__Records for this task__
BEGIN

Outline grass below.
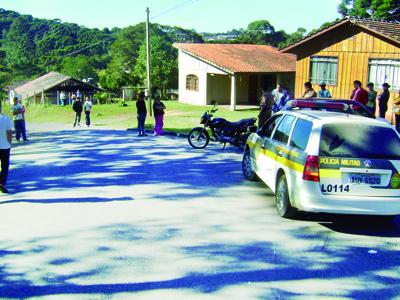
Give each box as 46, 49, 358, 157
3, 101, 258, 133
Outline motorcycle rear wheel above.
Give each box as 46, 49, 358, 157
188, 127, 210, 149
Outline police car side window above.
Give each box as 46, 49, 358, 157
290, 118, 312, 151
272, 115, 296, 144
258, 115, 282, 138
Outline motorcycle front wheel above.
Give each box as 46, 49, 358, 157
188, 127, 210, 149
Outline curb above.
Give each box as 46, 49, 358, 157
126, 128, 188, 138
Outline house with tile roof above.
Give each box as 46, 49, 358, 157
174, 44, 296, 110
281, 18, 400, 120
9, 72, 101, 104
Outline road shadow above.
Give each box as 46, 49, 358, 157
7, 130, 243, 203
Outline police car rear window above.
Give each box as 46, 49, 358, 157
319, 124, 400, 159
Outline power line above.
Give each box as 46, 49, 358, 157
150, 0, 199, 20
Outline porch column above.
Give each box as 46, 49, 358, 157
231, 74, 236, 111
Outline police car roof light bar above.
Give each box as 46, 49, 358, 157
286, 100, 348, 111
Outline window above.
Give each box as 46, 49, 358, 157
368, 59, 400, 89
290, 119, 312, 151
186, 74, 199, 91
258, 115, 282, 138
310, 56, 338, 84
272, 115, 296, 144
319, 124, 400, 159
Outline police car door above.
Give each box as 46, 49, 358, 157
254, 114, 282, 185
265, 115, 296, 192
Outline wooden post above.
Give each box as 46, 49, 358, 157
40, 89, 44, 107
231, 74, 236, 111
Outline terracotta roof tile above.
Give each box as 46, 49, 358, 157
281, 17, 400, 53
350, 19, 400, 44
174, 44, 296, 73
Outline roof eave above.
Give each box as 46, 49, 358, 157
280, 18, 351, 53
177, 47, 237, 75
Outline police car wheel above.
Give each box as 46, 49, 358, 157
242, 150, 257, 181
275, 174, 296, 218
188, 127, 210, 149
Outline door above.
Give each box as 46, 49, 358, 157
248, 74, 259, 105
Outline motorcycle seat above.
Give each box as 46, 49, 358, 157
226, 118, 257, 128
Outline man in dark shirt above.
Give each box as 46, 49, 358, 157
378, 82, 390, 118
136, 92, 147, 136
350, 80, 368, 105
72, 97, 83, 127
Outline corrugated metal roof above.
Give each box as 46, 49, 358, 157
15, 72, 71, 98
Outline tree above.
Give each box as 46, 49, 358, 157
279, 27, 307, 48
338, 0, 400, 21
61, 55, 98, 81
238, 20, 286, 46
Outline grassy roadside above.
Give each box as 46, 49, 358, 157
3, 101, 258, 133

END

__What is expected__
Please count the lines in the items above that contain the string "tile", treating uppercase and lowercase letters as different. Give only the number.

__Solution to the problem__
2